EXERCISE INSTRUCTIONS: According to the excerpt on polyurea aerogels, from what starting materials can polyurea aerogels be synthesized in a single step?

[DOCUMENT EXTRACT start]

Aerogels are lightweight, porous nanostructured materials with exceptional thermal insulation properties. The most widely studied aerogel variety is based on silica; however, recent advances in all-polymer aerogels have resolved fragility issues and render them viable alternatives. In particular, polyurea aerogels can be synthesized in a single environmentally friendly step from inexpensive triisocyanates and water over a wide range of densities. Conventional materials with high acoustic damping capabilities typically are relatively heavy and/or bulky. In applications where weight and volume are at a premium, polyurea aerogels may potentially provide a solution where traditional materials fail. In contrast to traditional porous materials, polyurea aerogels demonstrate very high acoustic attenuation and therefore show promise for a wide range of applications.
In certain embodiments of the invention, the nanostructured materials are comprised of polymer and/or composites of polymers and metal oxides. The materials can be flexible or rigid depending on their intended use. Typically at low mass densities, the acoustic attenuators are flexible. At higher densities, the acoustic attenuators are rigid. The nanostructured materials of the claimed invention possess exceptional environmental stabilities. They can survive in water, and humidified environments and at temperatures from cryogenic temperatures (−180° C.) to a temperature typically 150° C. above glass transition temperatures of the materials.
The nanostructured materials of the claimed invention can be used as acoustic attenuators. Uses of these materials include earplugs, sound insulation material in earmuffs, flat or curved panels for use in building walls, vehicles bodies, aircraft (such as for fuselages, wings), or appliances (such as dish washers, washing machines, refrigerators, air conditioners) to insulate the noise from passing from one region to another.
In certain embodiments of the invention, the nanostructured materials of the claimed invention have a surface area greater than 50 m2/g. In other embodiments of the invention, the nanostructured materials have a porosity greater than 50%.

[DOCUMENT EXTRACT end]
[PROVIDED INFORMATION start]

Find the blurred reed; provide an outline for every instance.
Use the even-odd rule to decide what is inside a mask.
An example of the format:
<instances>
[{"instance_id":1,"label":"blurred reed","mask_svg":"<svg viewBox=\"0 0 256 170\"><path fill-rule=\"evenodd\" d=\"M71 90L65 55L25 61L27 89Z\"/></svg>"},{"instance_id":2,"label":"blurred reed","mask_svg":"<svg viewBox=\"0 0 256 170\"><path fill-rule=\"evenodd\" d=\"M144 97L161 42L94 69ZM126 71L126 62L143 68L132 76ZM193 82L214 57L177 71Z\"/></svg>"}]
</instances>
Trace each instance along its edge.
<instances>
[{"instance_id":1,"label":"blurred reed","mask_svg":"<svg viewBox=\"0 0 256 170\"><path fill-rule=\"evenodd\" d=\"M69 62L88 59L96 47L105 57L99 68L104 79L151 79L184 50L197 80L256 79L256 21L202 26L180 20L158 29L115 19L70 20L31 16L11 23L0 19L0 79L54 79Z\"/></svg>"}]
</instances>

[PROVIDED INFORMATION end]

EXERCISE OUTPUT: From inexpensive triisocyanates and water.